• _Written exercise_:
Turn every line of the data below into a numbered list, leaving out the blank lines.

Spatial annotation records

>>>>

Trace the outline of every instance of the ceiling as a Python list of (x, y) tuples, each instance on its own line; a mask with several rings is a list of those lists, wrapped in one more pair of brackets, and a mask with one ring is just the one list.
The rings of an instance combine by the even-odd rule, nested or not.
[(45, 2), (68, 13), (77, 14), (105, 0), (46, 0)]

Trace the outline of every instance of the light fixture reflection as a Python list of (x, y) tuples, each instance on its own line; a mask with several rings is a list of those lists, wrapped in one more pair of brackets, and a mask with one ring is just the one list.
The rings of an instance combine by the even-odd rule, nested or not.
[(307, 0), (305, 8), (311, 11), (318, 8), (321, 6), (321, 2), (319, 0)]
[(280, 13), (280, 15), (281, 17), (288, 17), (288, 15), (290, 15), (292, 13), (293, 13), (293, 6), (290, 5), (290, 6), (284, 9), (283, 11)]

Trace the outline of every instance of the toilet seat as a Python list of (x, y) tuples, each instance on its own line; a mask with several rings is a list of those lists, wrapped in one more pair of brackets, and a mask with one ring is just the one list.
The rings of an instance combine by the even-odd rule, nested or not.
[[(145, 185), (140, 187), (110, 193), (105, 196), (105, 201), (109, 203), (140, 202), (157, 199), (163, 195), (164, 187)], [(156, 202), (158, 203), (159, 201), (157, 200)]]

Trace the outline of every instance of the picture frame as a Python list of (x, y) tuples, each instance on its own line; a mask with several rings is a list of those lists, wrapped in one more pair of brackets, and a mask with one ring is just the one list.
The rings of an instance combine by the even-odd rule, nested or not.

<<<<

• _Solution to the exercise_:
1. Trace the outline of every instance of the ceiling as a Python list of (x, y) tuples, each instance on its own line; a mask with several rings is a list of those lists, wrapped in one more pair of brackets, and a mask with one ring is just the one list.
2. The rings of an instance combine by the even-odd rule, nested or not.
3. [(45, 2), (68, 13), (77, 14), (105, 0), (46, 0)]
4. Trace the outline of every instance of the light fixture reflection as a Python list of (x, y) tuples, each instance on its own line; a mask with several rings is a list of those lists, wrapped in one more pair of brackets, and a mask with one ring is just the one list.
5. The rings of an instance combine by the even-odd rule, nested or not.
6. [(307, 0), (305, 8), (311, 11), (318, 8), (321, 6), (321, 2), (319, 0)]
7. [(280, 13), (280, 15), (281, 17), (288, 17), (288, 15), (290, 15), (292, 13), (293, 13), (293, 6), (290, 5), (290, 6), (284, 9), (283, 11)]
8. Trace the outline of every instance of the toilet seat as a Python list of (x, y) tuples, each instance on its own line; a mask with several rings is a list of those lists, wrapped in one more pair of brackets, and a mask with one ring is just the one list.
9. The rings of an instance combine by the even-odd rule, nested or not.
10. [[(145, 185), (140, 187), (110, 193), (105, 196), (105, 201), (109, 203), (140, 202), (157, 199), (163, 195), (164, 187)], [(156, 202), (158, 203), (159, 201), (157, 200)]]
11. Trace the outline of every instance of the picture frame as a Python list of (x, y) tuples, each instance on its own line; a mask with several rings is a list of those lists, wrapped in one more pair of brackets, and a mask with one ring is just the one list.
12. The rings of an instance combine by the even-odd rule, nested or not.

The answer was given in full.